## EXCERPTED TEXT

..........

So after putting in 10 bones--one 1/2inch one at each seam, and one 1/4th inch one on each side of the grommets--I realized that my corset still retained a lot of the minor wrinkles you can see in my last post. So I went back and added more bones, this time all 1/4th inch ones. On each side I added two at the front, one at the middle, and one at the back. This eliminated the problem almost entirely, and it was good enough for me. So that's 18 bones altogether, not including the busk. I could have put another pair on the opposite side of the grommets, but, well... my hasty sewing errors didn't allow for enough room there.
Then, when sewing the binding on, I unknowingly moved the top knit layer a teensy bit. Now my wrinkle is back! But I'm hoping a few well placed hand stitches along the binding layer will fix it. I guess this is what I get for securing my knit fashion layer to the duck cloth at the side seams only, and not at the top and bottom, too.

..........

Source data

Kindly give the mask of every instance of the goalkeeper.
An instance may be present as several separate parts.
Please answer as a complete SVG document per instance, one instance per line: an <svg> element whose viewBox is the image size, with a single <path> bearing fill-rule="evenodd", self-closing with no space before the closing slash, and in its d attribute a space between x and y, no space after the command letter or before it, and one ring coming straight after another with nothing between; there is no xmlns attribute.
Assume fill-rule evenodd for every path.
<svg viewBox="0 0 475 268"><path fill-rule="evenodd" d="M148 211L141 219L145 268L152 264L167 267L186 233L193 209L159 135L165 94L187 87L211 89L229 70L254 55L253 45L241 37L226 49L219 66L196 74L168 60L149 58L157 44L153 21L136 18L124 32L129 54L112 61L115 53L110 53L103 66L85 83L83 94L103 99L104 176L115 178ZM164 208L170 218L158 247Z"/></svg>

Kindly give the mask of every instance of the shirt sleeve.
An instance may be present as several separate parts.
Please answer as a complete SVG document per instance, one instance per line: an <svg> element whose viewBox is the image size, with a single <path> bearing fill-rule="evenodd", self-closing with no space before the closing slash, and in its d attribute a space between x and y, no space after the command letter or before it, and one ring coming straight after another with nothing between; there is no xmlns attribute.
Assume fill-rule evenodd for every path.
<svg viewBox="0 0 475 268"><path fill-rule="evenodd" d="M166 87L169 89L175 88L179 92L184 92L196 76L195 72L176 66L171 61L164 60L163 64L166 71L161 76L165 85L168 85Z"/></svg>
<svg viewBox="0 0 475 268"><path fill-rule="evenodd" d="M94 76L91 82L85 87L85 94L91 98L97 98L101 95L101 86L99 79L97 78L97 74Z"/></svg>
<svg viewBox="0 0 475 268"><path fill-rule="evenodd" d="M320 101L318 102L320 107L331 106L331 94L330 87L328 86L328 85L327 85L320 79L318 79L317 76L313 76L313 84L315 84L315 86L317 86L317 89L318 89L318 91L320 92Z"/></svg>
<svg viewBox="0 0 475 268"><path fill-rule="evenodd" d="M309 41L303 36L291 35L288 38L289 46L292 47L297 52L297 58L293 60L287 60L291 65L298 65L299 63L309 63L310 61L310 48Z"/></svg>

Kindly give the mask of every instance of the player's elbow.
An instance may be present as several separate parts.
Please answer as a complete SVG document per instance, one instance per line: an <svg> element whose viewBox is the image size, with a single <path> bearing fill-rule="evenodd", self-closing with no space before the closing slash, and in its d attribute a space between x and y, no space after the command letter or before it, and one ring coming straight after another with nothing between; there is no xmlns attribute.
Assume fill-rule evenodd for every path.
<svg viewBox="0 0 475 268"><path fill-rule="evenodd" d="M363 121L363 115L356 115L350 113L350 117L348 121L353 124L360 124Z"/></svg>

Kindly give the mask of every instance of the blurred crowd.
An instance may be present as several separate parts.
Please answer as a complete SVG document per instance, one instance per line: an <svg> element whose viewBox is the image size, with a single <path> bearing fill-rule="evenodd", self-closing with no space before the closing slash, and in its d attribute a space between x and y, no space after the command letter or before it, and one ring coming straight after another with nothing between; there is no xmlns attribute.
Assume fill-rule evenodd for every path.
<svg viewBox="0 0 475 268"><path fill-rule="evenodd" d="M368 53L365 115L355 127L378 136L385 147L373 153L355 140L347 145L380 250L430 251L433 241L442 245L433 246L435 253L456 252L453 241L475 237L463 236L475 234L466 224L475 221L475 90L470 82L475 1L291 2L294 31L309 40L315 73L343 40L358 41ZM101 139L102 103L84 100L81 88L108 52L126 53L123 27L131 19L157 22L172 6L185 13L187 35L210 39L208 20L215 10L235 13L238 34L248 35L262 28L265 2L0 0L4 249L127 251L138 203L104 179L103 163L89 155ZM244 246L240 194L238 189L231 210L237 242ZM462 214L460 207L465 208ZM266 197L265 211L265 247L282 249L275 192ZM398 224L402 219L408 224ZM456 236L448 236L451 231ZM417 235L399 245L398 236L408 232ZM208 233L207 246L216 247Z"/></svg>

..........

## THE TASKS
- a) According to the corset text, how many bones did the corset have altogether, not counting the busk?
- b) Quote the corset text starting at "Then, when sewing" and ending at "and bottom, too.".

## RESPONSE LIST
- a) It had 18 bones altogether.

- b)
Then, when sewing the binding on, I unknowingly moved the top knit layer a teensy bit. Now my wrinkle is back! But I'm hoping a few well placed hand stitches along the binding layer will fix it. I guess this is what I get for securing my knit fashion layer to the duck cloth at the side seams only, and not at the top and bottom, too.